Information supplied
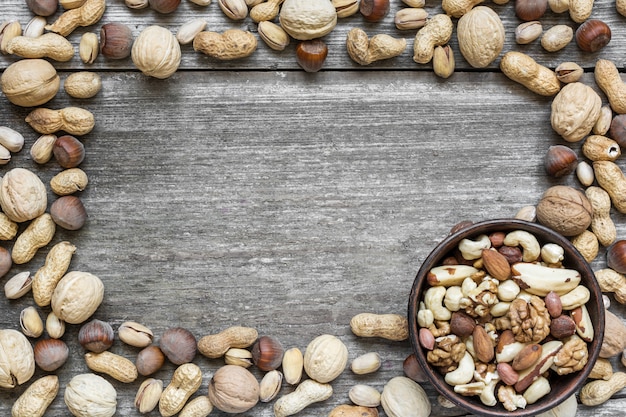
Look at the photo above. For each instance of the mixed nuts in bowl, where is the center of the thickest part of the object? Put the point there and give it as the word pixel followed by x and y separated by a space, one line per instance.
pixel 505 316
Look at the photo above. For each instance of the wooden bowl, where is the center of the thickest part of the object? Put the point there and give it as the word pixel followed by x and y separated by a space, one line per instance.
pixel 562 387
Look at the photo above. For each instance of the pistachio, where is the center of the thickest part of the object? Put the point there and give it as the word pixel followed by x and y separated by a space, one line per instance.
pixel 569 72
pixel 188 31
pixel 17 286
pixel 273 35
pixel 443 61
pixel 270 385
pixel 528 32
pixel 88 48
pixel 410 18
pixel 346 8
pixel 148 395
pixel 135 334
pixel 239 357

What you should do
Rewrite the rows above, replacing "thickest part" with "widest part" and keeping everything else the same. Leave out the pictures.

Task result
Look at the photo above. For each instance of the mixed nuts in bowl, where is the center of the widest part of the object? Put the point there and give it as the word pixel followed by x and y separated by a space, one line per instance.
pixel 505 316
Look at the photo above. For each instance of the wooden bowl, where is the center of the widest part of the object? Put the point there and give it as the word pixel followed by x and y separated by a space, one line per instance.
pixel 562 387
Look at the photo above. For each instance of the pistachio, where is the center of the widest part of the object? Put the point there and give it as the word pixel followed by x and y separated by a space, one line per instance.
pixel 569 72
pixel 188 31
pixel 17 286
pixel 273 35
pixel 443 61
pixel 270 385
pixel 528 32
pixel 88 48
pixel 410 18
pixel 346 8
pixel 148 395
pixel 135 334
pixel 239 357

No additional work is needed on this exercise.